** Opening Source extract block **

Description

This project will investigate the fault lines of citizenship, religion, and belonging in South Asia. Although India, Pakistan and Sri Lanka were founded as multiethnic and multi-religious nation states, managing cultural diversity through differentiated legal regimes for each community, contemporary political movements have pushed for uniform national legislation and definitions of citizenship and belonging. “Homeland” has become a key term in the region, in tandem with the advance of aggressive majoritarianism, whereby the national majority positions itself as the racially superior, authentic custodian of the state. In the shift from nation to homeland, minority subjects are increasingly subjected to exceptional measures in the name of national security. This project aims to develop a framework for comparative research on citizenship laws and processes, and their local and regional consequences. The process of inquiry will engage scholarly expertise, local communities, and civil society organizations in five sites in South Asia, to more clearly articulate the shared and unique challenges related to contemporary majoritarian and exclusionary forms of belonging and citizenship. In each site, U.S.-based scholars will collaborate with local research teams and organizations; most of the interviewing will take place on Zoom. These problems, the organizers write, are even more pressing in light of the pandemic, as religious and ethnic minorities who faced targeting in the past are now more vulnerable and less able to withstand political and social violence. The project is co-organized by Angana Chatterji, a research anthropologist at the Center for Race and Gender (CRG) at the University of California, Berkeley, and Thomas Blom Hansen, chair of Stanford University’s Anthropology Department. Chatterji is the founder of people’s tribunals in Odisha and Kashmir on religious freedom, human rights, and social justice. Since 2017 CRG has collaborated with Stanford Libraries to develop an Archive on the Legacies of Conflict in South Asia, which will house materials collected and created by the project. Our grant would support research, public events and symposia, policy briefings in the U.S. and Europe, and the creation of an open access digital exhibit at Stanford’s Archive, journal articles, public media, and an edited volume.
Recommendation: That the Directors of the Henry Luce Foundation approve a three-year grant of $370,000 to the University of California, Berkeley for the project, “From Nation to Homeland: Religion, State and Belonging in South Asia.”

** Closing Source extract block **

● Your objective
What grant does the recommendation in the grant description ask the Directors of the Henry Luce Foundation to approve?

** Opening Supplied records block **

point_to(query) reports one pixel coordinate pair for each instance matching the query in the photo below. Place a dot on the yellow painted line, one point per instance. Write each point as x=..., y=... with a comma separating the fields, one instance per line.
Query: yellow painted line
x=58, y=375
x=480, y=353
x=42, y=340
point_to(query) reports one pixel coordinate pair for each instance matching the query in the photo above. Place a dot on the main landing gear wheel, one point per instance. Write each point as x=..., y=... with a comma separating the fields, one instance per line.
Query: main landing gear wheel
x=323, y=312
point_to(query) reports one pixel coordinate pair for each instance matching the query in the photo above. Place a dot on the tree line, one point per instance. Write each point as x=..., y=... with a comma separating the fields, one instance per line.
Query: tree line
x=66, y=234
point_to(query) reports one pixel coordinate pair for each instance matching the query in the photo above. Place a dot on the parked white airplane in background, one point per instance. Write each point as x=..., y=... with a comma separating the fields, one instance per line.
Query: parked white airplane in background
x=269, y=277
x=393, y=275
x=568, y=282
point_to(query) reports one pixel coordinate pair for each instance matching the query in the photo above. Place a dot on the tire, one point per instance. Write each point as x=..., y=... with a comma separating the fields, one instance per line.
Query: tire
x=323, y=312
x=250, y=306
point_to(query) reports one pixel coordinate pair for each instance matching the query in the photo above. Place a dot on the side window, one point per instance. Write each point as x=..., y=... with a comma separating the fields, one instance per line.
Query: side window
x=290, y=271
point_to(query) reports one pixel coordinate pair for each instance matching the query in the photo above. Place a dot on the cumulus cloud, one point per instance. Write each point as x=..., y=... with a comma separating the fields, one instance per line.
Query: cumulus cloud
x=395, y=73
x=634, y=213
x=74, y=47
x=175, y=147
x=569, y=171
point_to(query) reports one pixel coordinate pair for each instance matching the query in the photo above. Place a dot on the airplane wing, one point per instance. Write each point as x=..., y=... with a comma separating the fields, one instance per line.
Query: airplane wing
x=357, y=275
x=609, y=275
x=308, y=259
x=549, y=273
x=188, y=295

** Closing Supplied records block **

● Task solution
A three-year grant of $370,000 to the University of California, Berkeley.